Professor Harlebut believed that hot water was the defining characteristic of human civilization. “It’s what separates us from the savages. From the beasts, no less!” he was often heard to say at cocktail parties.
As he lounged in the bathtub catching up on his reading, he considered the possibility that the entire trajectory of human evolution had been established by the temperature of the pool of slime where the first amino acids congregated. He was absolutely convinced that the puddle in question had been warm. He used the big toe of his right foot to twist the handle labeled H. He settled deeper into the sudsy water.
Suddenly, he scrambled to his feet, sloshing water across the white tile floor. “Good heavens!”
He swiped a faded, tattered towel across his back, blotted his bare scalp just enough so his glasses wouldn’t slip off his ears, and knotted the towel around his waist. He padded down the hall, leaving a trail of wet footprints to the study. He pulled several books off the shelves and dripped bathwater onto the dusty pages. He couldn’t lay his hands on the passage he was trying to recall. He thought maybe he’d read something in Titus Livius, or maybe it was Suetonius. Or was it somewhere in Gibbon?

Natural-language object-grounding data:
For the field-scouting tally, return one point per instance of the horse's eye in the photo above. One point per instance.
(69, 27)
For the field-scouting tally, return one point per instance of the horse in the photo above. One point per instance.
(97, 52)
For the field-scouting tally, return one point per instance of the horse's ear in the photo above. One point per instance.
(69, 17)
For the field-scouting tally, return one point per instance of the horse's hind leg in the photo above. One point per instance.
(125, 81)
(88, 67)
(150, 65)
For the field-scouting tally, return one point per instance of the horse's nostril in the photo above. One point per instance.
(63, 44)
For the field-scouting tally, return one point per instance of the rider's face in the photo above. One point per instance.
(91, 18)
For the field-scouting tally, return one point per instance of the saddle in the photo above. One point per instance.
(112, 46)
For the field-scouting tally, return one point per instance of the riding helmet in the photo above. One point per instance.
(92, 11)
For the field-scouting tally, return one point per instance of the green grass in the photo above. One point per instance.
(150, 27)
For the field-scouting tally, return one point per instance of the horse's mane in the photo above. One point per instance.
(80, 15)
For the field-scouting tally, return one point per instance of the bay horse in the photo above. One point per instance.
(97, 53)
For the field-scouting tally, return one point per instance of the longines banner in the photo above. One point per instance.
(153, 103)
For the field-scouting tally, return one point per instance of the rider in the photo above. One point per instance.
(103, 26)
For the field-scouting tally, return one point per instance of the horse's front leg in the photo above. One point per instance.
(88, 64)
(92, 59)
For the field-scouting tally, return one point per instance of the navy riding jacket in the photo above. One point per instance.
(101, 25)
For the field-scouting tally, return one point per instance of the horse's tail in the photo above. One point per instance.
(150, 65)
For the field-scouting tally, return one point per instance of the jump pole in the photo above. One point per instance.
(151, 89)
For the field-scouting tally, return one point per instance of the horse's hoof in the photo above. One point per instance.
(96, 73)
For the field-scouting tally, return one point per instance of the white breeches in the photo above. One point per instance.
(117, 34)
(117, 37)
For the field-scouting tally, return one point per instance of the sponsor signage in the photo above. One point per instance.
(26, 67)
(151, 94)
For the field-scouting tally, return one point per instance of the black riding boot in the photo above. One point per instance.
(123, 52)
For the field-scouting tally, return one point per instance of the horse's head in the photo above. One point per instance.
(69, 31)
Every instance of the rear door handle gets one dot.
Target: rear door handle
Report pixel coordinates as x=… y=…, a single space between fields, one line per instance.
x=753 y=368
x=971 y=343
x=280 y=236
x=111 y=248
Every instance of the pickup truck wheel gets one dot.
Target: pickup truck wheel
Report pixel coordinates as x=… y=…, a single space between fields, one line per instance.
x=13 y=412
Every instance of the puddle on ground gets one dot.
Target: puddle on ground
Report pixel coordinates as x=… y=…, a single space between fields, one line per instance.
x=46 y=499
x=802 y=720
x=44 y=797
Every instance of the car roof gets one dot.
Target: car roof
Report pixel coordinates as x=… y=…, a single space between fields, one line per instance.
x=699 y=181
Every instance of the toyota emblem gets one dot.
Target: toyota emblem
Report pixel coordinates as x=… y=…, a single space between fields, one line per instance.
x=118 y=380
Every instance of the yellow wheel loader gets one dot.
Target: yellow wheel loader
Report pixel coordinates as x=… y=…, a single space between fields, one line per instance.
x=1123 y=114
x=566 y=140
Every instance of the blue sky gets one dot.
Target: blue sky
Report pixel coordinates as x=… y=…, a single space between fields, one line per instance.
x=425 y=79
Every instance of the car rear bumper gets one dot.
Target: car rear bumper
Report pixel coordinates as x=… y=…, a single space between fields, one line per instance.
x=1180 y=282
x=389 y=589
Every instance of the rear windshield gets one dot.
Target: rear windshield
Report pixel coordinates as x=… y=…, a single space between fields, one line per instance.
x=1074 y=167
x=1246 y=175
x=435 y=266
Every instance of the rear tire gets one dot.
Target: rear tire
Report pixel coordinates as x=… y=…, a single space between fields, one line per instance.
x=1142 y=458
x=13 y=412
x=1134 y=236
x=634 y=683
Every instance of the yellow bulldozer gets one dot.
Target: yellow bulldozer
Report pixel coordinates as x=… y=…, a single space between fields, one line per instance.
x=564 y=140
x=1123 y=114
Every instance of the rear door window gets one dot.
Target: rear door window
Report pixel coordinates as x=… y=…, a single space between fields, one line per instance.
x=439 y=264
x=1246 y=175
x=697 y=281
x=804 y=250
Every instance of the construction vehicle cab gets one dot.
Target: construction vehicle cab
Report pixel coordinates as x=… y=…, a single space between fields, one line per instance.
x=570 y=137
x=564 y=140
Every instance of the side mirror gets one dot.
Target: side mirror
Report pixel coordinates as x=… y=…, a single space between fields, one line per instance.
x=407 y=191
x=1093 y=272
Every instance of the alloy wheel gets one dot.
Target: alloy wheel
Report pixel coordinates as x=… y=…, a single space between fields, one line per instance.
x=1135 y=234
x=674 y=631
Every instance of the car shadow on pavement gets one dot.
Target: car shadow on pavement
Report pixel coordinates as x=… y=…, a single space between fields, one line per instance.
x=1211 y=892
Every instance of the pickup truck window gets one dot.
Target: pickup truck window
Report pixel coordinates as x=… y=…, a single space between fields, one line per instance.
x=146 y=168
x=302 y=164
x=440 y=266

TASK :: Pick up the story about Professor Harlebut and hot water again, starting after its final sentence.

ANSWER BOX ::
“Nevertheless,” he thought, “I’m sure my reasoning is sound.”
None of his colleagues could dissuade him from the experiment. In view of his family’s longstanding relationship with the university, the department chair was not inclined to deny him the resources he requested. Accordingly, the Harlebut Primate Research Laboratory was remodeled at the university’s expense to include the finest state-of-the-art bathroom fixtures that anthropological-research money could buy. As soon as the updated facilities were ready for use, Professor Harlebut and his team of graduate students began teaching personal hygiene to the chimpanzees and orangutans.
The first stumbling block was persuading the animals that the bar soap was not a foodstuff. Although Professor H. considered it a step backward in the bathing arts, he grudgingly acceded to the suggestion to replace his preferred Cashmere Bouquet with an institutional pink powder—a soap for which the chimps had no appetite.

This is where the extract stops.